§ Stored rows:
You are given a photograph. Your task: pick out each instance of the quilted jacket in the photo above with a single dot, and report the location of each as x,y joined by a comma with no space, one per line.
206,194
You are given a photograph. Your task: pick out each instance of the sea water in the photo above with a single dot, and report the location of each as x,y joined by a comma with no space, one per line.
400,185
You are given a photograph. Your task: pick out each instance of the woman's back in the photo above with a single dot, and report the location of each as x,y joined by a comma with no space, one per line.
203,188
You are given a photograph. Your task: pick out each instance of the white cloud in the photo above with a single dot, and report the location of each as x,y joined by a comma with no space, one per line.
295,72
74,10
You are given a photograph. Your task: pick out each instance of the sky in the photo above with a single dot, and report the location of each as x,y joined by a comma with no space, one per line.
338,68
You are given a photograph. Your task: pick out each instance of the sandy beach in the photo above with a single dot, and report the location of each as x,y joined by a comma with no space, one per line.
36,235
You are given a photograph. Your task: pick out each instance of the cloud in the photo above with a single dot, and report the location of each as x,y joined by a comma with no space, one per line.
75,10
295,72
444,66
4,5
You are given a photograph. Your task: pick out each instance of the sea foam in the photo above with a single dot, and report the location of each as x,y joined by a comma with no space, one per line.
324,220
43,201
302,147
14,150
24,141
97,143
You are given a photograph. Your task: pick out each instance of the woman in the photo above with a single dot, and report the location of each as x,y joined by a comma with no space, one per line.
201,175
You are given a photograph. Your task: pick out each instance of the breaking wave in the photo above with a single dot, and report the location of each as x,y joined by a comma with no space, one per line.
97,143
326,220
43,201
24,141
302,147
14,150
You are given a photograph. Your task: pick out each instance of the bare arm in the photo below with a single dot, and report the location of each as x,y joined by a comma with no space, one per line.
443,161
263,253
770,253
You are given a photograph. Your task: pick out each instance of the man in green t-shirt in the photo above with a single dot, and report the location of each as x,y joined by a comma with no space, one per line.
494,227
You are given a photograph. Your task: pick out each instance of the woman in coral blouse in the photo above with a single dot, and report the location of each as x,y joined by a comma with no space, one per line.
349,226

§ Directive: Rewrite all of the material above, replacing "single dot" with "single point" everywhere and leaving everything else the same.

§ Answer to the exercise:
You are given a photograph. Your task: pick out each instance of the quilted jacket in the photo above with a single point, and report the location of each as x,y joined by a comma with no space, one per line.
206,194
You are given a photograph. Your task: pick out each instance of the sea water in the photo above with a single point, and report the location of each as x,y joined by a comma with no space, one per line.
400,185
You are given a photograph. Your task: pick out each instance of the woman's back in the photo above with a single point, and report the location of each as x,y joined by a comma with no space, one per line.
203,188
You are given a photograph. Your task: pick out each instance of the white cloud in the photo above with a single point, and report the location of each as x,y joined by a comma with no space, one per line.
295,72
74,10
You are given a photograph. Your task: pick out each instance of the sky in the photo above with a single point, and report the location of each as x,y joined by a comma with no space, one per line.
338,68
You are given a photograph. Your task: pick out each instance of the sandy beach in the photo above with a single point, and report the location of each as x,y joined by a comma with no space, one per line.
36,235
You are given a photograph. Your task: pick out each instance of the cloud in the photo above with a single point, and report the location of each as x,y joined by a comma with no space, one per line.
75,10
295,72
444,66
4,5
You are given a photograph. Your task: pick out each instance of the sea foam in the photo above with a single point, and report the location of each as x,y joined by a comma with no space, one per line.
324,220
43,201
302,147
14,150
24,141
97,143
You are given a photograph. Your task: pick out each instance of the woman in the photo above with a single point, and report the location of each as x,y joined by a comma with no space, one per line.
201,175
You are given a photograph. Your task: pick out each instance of the breaking wave in the photo above with a single point, and report the location of each as x,y joined by a comma with no space, one per line.
97,143
326,220
43,201
24,141
302,147
14,150
You are given a photograph. Your task: pick out each instance of the bare arm in the photo below with a single point, and report the location of each as x,y joined by a comma with no space, one per line.
443,161
263,253
770,253
You are given a photograph. Your task: pick out each instance of the man in green t-shirt in the photo above with a single point, and report the location of each as x,y joined by a comma with no space, one per line.
494,227
You are given a photograph. Your task: pick out each instance of the woman in coral blouse in the photo above with a single point, and report the location of each as x,y joined by a comma with no space, one per line.
349,226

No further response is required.